Your task - Rewrite the lines below as a numbered list, from the first line through the line containing "[[208, 66], [457, 72], [471, 72]]", including both. Leave out any blank lines.

[Entries provided start]

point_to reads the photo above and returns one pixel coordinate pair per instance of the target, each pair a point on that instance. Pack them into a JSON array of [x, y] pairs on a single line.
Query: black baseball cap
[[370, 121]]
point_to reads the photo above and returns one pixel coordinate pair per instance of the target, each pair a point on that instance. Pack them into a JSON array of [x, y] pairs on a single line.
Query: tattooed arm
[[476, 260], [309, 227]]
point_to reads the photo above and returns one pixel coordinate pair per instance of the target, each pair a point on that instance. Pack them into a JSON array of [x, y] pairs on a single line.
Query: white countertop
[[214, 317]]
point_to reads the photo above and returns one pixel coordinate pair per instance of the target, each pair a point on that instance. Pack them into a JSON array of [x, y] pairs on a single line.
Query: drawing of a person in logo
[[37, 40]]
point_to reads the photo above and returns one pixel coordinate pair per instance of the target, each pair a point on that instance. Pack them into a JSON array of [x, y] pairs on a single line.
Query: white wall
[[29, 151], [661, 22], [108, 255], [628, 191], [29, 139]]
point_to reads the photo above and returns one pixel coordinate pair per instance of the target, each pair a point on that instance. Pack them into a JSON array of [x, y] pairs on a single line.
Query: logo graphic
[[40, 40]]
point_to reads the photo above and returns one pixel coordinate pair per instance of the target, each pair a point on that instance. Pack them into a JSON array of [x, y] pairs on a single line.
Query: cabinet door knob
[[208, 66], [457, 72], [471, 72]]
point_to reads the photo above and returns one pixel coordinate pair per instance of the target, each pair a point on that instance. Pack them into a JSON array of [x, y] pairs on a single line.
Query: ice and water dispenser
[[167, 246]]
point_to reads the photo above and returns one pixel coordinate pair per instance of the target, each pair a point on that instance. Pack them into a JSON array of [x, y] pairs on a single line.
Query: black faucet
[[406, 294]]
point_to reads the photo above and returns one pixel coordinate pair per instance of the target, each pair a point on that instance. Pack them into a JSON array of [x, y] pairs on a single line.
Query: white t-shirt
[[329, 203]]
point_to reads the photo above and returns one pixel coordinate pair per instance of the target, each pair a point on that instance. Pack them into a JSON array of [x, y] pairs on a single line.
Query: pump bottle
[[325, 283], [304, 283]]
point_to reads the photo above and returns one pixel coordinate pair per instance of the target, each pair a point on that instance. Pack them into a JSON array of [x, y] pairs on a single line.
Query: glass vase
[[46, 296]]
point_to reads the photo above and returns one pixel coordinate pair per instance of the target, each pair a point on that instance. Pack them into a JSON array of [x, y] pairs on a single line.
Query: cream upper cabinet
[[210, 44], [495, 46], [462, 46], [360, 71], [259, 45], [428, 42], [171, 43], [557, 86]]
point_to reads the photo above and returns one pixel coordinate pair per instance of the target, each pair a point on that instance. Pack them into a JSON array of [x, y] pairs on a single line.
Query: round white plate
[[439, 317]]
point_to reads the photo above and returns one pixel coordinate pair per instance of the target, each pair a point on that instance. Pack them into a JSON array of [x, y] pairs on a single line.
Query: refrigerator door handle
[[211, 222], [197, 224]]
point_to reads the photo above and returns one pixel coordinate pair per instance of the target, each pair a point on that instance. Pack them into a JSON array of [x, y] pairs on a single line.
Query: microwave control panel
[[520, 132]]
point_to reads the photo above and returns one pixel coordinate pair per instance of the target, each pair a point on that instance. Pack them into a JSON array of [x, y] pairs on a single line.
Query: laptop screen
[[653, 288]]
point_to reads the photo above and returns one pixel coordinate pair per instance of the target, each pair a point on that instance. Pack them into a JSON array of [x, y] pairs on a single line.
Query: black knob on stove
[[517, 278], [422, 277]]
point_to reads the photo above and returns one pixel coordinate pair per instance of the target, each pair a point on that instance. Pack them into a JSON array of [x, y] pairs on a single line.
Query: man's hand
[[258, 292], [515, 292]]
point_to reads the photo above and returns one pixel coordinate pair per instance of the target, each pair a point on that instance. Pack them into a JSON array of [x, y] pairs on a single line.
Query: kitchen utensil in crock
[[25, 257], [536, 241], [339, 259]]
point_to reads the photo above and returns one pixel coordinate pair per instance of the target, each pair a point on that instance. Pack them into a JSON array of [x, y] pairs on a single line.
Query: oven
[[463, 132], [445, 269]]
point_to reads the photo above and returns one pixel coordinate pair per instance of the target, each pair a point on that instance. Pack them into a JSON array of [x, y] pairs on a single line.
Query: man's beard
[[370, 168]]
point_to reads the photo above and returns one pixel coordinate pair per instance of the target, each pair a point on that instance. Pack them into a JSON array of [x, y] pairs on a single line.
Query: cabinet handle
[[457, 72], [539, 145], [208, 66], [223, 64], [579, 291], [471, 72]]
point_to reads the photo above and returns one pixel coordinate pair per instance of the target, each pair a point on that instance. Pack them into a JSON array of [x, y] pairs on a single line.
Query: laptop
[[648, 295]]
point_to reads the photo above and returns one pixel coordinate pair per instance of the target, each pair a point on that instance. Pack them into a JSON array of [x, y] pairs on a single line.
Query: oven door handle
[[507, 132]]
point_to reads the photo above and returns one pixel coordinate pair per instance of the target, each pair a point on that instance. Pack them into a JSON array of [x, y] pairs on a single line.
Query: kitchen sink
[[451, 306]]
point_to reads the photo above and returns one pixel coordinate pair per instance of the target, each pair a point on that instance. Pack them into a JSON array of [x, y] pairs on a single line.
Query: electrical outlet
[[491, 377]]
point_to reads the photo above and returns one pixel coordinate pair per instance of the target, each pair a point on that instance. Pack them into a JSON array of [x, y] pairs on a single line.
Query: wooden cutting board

[Entries provided end]

Final result -
1. point_to reads the photo above and returns one pixel coordinate pair per instance of the target, each pair a point on that instance. Pack them into a JSON array of [x, y] pairs on a single line.
2. Query: black baseball cap
3. [[370, 121]]
4. point_to reads the photo above and returns one pixel coordinate pair per instance of the target, each pair a point on that instance. Pack them into a JSON array of [x, y] pairs on a single line.
5. Query: tattooed arm
6. [[476, 260], [309, 227]]
7. point_to reads the photo above and returns one pixel coordinate pair per instance of the target, each pair a point on that instance. Pack them into a JSON array of [x, y] pairs on a single line.
8. Query: white countertop
9. [[214, 317]]
10. point_to reads the photo above and returns one pixel coordinate pair per instance of the target, each pair a point on that instance. Pack them into a JSON array of [x, y] pairs on a single line.
11. Query: drawing of a person in logo
12. [[37, 40]]
13. point_to reads the photo above and returns one pixel coordinate pair per instance of the target, each pair a point on that instance. Pack them into a JSON array of [x, y] pairs on a single line.
14. Query: white wall
15. [[29, 151], [661, 22], [108, 255], [628, 191], [29, 139]]
16. point_to reads the photo above and returns one pixel coordinate pair per instance of the target, each pair a point on that instance. Pack them into a JSON array of [x, y] pairs on a single line.
17. Query: logo graphic
18. [[40, 40]]
19. point_to reads the photo above and returns one pixel coordinate pair per instance of the target, each pair a point on that instance. Pack them into a JSON array of [x, y] pairs on a single line.
20. Query: cabinet door knob
21. [[208, 66], [457, 72], [471, 72]]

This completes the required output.